### STATED GOAL
Would you copy only the lines below, beginning with the one that contains "point: hazy horizon" and running through the last entry line?

### EXCERPTED RECORDS
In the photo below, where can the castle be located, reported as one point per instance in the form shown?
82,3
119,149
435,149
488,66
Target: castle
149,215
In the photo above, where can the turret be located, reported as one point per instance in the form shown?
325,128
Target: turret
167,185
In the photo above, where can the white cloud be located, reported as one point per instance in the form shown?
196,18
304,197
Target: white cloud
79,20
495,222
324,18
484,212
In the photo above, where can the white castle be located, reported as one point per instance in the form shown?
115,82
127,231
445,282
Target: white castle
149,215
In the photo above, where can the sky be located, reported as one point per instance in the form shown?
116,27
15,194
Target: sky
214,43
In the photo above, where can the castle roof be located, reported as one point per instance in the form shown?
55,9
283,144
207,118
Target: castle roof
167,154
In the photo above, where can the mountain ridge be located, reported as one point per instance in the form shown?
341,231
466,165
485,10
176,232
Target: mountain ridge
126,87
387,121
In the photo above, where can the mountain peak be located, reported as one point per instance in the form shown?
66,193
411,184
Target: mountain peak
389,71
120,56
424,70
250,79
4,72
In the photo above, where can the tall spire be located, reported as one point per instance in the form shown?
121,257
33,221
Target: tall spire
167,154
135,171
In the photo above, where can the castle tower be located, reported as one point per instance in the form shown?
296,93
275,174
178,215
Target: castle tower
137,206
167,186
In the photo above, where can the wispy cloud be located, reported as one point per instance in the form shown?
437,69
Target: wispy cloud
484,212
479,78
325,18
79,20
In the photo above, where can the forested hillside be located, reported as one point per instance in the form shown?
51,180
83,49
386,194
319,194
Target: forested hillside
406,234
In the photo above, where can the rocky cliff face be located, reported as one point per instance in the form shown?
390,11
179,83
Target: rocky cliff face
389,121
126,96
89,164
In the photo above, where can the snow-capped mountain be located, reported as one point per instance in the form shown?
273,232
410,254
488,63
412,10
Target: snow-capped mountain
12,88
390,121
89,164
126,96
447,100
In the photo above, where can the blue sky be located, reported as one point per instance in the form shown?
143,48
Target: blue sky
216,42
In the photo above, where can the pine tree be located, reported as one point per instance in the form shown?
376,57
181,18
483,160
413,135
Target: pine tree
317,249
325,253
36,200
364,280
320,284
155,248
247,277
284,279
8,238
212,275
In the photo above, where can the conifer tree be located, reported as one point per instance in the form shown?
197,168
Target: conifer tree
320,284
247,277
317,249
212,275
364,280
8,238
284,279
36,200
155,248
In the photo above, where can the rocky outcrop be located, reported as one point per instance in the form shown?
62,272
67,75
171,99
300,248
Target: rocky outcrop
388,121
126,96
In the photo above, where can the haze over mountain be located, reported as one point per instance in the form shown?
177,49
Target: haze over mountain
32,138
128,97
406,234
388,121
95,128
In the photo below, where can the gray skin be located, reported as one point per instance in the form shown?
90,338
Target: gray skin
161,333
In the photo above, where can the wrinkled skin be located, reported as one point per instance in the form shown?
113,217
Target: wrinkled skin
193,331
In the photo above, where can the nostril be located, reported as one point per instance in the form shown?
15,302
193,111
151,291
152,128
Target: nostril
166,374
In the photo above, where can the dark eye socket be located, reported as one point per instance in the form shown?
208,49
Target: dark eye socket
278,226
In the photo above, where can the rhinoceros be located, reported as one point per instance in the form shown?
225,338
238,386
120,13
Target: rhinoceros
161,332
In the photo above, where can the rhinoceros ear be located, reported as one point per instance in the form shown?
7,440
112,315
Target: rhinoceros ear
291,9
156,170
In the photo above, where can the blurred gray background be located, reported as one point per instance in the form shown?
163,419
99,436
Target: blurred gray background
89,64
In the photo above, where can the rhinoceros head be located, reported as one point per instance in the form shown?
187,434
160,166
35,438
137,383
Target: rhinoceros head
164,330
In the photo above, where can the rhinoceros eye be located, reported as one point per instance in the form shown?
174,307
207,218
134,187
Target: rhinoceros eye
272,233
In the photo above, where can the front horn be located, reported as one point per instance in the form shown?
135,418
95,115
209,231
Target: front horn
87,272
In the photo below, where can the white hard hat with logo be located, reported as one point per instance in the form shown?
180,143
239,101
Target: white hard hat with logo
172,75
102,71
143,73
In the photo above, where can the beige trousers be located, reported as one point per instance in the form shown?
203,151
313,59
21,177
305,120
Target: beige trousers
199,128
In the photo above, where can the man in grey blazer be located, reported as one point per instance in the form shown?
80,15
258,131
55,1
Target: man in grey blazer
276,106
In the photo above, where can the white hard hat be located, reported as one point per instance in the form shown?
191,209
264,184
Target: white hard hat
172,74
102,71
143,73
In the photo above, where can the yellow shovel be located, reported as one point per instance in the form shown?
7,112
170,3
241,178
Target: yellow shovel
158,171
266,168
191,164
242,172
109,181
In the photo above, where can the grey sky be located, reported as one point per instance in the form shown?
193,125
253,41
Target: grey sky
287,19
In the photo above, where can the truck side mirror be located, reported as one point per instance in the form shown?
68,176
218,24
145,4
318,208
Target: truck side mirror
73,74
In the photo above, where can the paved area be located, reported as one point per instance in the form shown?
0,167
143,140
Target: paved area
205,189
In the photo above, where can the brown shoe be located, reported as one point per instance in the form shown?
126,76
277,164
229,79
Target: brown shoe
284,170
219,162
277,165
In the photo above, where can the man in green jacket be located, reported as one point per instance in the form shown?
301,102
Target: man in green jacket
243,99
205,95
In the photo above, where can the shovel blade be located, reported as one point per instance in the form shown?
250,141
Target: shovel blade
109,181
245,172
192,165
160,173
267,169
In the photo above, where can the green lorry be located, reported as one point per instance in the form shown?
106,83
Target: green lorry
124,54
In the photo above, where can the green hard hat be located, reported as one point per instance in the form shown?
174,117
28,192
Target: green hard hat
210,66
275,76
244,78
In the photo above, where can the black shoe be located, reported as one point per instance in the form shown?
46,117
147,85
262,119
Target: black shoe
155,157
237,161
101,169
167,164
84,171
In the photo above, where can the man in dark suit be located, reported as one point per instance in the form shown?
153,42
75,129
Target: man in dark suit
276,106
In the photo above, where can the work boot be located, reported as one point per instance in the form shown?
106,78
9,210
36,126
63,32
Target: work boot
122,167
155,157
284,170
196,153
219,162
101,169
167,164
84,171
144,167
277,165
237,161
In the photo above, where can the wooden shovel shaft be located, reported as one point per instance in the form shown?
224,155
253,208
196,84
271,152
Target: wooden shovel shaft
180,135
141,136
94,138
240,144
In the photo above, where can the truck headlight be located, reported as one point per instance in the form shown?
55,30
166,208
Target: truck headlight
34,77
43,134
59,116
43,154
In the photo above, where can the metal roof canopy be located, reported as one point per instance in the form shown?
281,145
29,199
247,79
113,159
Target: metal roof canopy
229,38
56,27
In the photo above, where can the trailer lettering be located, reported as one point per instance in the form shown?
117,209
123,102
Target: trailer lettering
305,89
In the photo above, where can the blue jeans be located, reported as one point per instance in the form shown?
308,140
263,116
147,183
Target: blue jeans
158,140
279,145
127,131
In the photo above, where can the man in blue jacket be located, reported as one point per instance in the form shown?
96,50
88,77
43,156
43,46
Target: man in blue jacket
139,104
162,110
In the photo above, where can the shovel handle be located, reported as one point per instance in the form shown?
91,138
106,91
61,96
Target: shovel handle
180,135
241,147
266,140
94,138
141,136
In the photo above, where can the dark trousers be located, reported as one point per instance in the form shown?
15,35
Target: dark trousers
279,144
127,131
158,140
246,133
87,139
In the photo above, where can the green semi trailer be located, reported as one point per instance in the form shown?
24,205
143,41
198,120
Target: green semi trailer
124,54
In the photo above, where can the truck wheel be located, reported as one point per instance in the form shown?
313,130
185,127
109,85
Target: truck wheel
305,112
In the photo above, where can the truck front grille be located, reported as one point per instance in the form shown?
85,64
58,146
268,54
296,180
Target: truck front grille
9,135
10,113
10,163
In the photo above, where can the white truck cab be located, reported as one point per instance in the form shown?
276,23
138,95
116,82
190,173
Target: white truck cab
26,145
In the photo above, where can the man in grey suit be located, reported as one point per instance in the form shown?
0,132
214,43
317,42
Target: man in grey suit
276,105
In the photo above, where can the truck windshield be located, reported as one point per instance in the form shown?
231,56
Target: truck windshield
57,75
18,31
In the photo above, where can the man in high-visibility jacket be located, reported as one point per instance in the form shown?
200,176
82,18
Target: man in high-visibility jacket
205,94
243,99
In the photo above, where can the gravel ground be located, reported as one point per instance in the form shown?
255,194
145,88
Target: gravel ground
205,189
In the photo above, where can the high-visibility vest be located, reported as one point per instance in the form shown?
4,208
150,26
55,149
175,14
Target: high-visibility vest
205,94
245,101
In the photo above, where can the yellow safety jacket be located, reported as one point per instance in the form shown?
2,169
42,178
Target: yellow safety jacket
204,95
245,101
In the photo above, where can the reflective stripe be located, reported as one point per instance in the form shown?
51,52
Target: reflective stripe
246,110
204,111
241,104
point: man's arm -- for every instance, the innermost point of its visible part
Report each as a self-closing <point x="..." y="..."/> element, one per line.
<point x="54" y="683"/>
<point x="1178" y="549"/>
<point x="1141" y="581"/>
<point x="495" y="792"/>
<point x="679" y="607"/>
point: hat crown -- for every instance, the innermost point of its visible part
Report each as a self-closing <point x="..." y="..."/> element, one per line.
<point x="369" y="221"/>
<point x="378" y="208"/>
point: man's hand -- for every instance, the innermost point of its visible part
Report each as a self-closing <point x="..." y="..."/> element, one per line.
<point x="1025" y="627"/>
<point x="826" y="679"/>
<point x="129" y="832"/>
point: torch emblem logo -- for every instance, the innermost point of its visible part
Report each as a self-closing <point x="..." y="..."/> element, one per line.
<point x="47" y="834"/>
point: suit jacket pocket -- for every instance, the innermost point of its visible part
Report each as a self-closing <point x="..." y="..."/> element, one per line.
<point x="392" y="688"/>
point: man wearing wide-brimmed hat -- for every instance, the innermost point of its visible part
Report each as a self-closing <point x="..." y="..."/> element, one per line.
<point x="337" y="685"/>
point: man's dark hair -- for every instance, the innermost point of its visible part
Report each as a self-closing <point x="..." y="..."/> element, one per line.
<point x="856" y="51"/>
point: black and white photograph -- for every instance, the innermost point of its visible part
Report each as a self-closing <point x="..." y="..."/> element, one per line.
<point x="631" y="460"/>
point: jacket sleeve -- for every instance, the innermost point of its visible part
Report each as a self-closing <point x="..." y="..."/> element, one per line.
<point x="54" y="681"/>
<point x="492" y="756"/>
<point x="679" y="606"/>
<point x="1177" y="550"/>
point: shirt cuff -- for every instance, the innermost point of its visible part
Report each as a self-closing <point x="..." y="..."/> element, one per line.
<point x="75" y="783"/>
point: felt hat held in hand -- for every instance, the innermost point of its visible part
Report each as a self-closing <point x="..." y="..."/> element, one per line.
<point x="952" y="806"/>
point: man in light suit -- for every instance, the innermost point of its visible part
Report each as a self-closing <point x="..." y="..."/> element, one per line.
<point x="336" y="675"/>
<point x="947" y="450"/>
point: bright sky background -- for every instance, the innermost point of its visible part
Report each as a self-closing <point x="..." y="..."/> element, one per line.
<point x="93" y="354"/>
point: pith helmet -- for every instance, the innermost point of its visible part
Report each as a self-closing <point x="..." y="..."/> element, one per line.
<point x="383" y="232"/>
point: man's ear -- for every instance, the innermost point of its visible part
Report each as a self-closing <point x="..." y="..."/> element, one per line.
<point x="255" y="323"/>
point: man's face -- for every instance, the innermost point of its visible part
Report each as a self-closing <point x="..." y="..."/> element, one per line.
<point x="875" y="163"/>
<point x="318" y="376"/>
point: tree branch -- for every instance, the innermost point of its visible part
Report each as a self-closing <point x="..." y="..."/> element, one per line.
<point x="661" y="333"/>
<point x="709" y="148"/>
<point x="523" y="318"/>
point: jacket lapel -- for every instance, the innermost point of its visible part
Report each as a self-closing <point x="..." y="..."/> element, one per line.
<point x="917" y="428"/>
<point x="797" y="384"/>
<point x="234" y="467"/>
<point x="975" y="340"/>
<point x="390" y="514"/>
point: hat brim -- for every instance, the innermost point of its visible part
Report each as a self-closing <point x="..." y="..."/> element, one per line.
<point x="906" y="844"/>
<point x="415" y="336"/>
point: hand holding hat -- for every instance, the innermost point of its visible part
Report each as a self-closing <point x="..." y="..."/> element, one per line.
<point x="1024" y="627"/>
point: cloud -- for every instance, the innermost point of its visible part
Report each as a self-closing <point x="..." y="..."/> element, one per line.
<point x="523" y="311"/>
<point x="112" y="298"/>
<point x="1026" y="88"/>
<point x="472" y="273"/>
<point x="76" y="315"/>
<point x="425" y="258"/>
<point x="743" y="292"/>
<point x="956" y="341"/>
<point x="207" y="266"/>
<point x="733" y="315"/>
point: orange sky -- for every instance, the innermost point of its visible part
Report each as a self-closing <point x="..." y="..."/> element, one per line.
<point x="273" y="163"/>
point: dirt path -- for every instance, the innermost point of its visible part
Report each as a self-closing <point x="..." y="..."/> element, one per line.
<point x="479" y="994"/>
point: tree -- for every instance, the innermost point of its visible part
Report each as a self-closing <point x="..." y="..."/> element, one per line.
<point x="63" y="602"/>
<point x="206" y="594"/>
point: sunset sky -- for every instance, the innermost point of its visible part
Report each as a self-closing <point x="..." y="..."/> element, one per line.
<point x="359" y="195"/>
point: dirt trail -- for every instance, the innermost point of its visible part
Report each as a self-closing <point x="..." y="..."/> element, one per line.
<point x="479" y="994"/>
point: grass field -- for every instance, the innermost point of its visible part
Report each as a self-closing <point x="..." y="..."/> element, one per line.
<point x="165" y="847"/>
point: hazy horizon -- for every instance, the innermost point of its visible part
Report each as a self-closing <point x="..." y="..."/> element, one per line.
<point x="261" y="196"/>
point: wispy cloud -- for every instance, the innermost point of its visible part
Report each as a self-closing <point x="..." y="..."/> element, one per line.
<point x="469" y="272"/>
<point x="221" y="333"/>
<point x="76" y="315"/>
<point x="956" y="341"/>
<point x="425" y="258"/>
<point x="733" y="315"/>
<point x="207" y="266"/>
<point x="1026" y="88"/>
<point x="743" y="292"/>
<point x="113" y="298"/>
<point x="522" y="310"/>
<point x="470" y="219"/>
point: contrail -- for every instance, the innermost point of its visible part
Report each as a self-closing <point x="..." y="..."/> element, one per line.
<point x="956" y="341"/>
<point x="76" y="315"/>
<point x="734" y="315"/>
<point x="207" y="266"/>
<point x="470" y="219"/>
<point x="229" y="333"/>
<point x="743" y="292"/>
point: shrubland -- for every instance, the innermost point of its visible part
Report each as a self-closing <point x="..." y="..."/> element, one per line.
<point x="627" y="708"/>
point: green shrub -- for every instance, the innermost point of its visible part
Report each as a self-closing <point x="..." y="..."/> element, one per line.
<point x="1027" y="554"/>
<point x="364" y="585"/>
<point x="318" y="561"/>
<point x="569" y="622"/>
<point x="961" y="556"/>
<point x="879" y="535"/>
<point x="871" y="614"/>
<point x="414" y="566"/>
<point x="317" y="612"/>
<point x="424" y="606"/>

### EXERCISE ANSWER
point: hazy horizon -- for every instance, the innermost point of its visible part
Report each as a self-closing <point x="..." y="..."/> element, one per line.
<point x="261" y="196"/>
point: wispy cloud -- for every instance, the innermost point of its visible part
Report each as a self-closing <point x="..." y="..."/> element, one per line.
<point x="469" y="272"/>
<point x="221" y="333"/>
<point x="76" y="315"/>
<point x="956" y="341"/>
<point x="425" y="258"/>
<point x="733" y="315"/>
<point x="207" y="266"/>
<point x="1026" y="88"/>
<point x="743" y="292"/>
<point x="113" y="298"/>
<point x="522" y="310"/>
<point x="470" y="219"/>
point: contrail -- for every instance, the innermost point of its visible part
Report each as a self-closing <point x="..." y="..."/> element, one per line.
<point x="956" y="341"/>
<point x="76" y="315"/>
<point x="734" y="315"/>
<point x="207" y="266"/>
<point x="470" y="219"/>
<point x="229" y="333"/>
<point x="743" y="292"/>
point: shrubland -- for every instance, the innermost point of its visible part
Report each as a self-closing <point x="..." y="..."/> element, one per line.
<point x="627" y="708"/>
point: green shrub -- for every instance, the innermost point of its visible part
Report each as a self-closing <point x="..." y="..."/> element, one per line.
<point x="1027" y="554"/>
<point x="364" y="585"/>
<point x="318" y="561"/>
<point x="569" y="622"/>
<point x="961" y="556"/>
<point x="879" y="535"/>
<point x="871" y="614"/>
<point x="414" y="566"/>
<point x="317" y="612"/>
<point x="424" y="606"/>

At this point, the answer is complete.